**TAREFA A**: Diga se cada afirmação concorda com o excerto sobre o vinho português: (i) Portugal já exporta mais de metade do que produz; (ii) o vinho português aparece nas prateleiras dos supermercados estrangeiros; (iii) as vinhas portuguesas têm dimensões médias muito grandes. Responda sim ou não a cada uma e cite as palavras do excerto que o decidem.
───── EXCERTO DO DOCUMENTO
Fugas - Vinhos

Fernando Veludo/nFactos

"Já não fazemos bons vinhos só de vez em quando"

Por Manuel Carvalho; Pedro Garcias

Entrevista com o presidente da Viniportugal. Jorge Monteiro olha para o desempenho do vinho português e conclui que o futuro passa pela aposta no valor, acreditando que as apostas nas castas e na singularidade dos blends vai colocar o vinho nacional entre os mais valorizados do mundo.

Um país pequeno, que já exporta mais de metade do que produz, que tem condições únicas e castas exclusivas, mas que tem baixas produtividades e dimensões médias das vinhas muito reduzidas é um oásis de problemas e de oportunidades.

Jorge Monteiro faz uma avaliação positiva do sector e deixa uma ideia para o futuro: “Se a prazo exportássemos menos mas com mais valor, ganharíamos”. Para lá chegar, há que esperar que a apreciação positiva da crítica chegue aos consumidores e que se mantenha a aposta nas castas autóctones e na arte do blend. “O blend é a nossa força e é uma barreira”, diz

O vinho português ganha muitos prémios em todo o mundo e recebe muitos elogios por parte da crítica, principalmente a dos jornais e revistas anglo-saxónicos. Mas, paradoxalmente, continua a ser um vinho que não aparece nas prateleiras dos supermercados estrangeiros e permanece desconhecido pelo grande público. Porquê?
──────────
**TAREFA B**: Nas linhas de dados, troque "bowl" por "dish" no trecho que vai da linha que contém "find the brown" até ao fim dessas linhas, ambas incluídas. Devolva apenas esse trecho, com tudo o resto igual.
───── DADOS FORNECIDOS
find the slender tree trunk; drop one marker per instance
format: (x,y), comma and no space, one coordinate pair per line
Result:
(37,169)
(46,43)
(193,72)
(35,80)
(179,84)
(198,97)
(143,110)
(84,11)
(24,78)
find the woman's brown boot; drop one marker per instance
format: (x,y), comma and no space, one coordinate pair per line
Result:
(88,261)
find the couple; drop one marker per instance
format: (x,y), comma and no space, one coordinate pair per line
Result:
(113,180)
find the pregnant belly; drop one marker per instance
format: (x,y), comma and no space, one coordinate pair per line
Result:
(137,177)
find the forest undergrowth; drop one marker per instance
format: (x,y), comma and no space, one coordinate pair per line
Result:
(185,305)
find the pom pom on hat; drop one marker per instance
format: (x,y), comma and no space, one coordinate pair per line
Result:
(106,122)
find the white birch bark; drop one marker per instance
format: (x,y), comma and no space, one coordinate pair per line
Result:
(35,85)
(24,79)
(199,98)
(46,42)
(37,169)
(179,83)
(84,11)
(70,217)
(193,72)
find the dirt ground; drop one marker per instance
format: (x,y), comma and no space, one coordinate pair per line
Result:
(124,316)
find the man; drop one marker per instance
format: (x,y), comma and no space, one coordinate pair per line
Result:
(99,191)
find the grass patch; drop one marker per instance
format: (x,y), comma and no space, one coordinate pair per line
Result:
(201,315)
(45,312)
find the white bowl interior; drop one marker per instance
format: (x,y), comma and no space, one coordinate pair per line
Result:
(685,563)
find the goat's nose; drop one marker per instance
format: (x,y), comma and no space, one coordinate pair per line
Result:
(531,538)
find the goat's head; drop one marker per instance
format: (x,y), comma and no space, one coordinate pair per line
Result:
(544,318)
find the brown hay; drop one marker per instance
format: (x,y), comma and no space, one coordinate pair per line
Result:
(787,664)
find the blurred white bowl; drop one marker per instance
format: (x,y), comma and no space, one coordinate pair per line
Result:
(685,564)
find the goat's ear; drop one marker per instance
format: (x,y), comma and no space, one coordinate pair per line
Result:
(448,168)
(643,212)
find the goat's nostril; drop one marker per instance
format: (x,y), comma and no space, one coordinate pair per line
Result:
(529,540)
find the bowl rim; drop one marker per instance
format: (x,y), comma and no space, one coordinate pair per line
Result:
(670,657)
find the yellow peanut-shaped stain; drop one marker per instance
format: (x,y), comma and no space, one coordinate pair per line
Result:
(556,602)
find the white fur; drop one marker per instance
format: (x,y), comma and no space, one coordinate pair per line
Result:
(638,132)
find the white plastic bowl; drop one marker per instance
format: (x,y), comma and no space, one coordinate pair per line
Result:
──────────
**RESPOSTA FINAL A**:
(i) Sim: "que já exporta mais de metade do que produz".
(ii) Não: "continua a ser um vinho que não aparece nas prateleiras dos supermercados estrangeiros".
(iii) Não: "dimensões médias das vinhas muito reduzidas".

**RESPOSTA FINAL B**:
find the brown hay; drop one marker per instance
format: (x,y), comma and no space, one coordinate pair per line
Result:
(787,664)
find the blurred white dish; drop one marker per instance
format: (x,y), comma and no space, one coordinate pair per line
Result:
(685,564)
find the goat's ear; drop one marker per instance
format: (x,y), comma and no space, one coordinate pair per line
Result:
(448,168)
(643,212)
find the goat's nostril; drop one marker per instance
format: (x,y), comma and no space, one coordinate pair per line
Result:
(529,540)
find the dish rim; drop one marker per instance
format: (x,y), comma and no space, one coordinate pair per line
Result:
(670,657)
find the yellow peanut-shaped stain; drop one marker per instance
format: (x,y), comma and no space, one coordinate pair per line
Result:
(556,602)
find the white fur; drop one marker per instance
format: (x,y), comma and no space, one coordinate pair per line
Result:
(638,132)
find the white plastic dish; drop one marker per instance
format: (x,y), comma and no space, one coordinate pair per line
Result:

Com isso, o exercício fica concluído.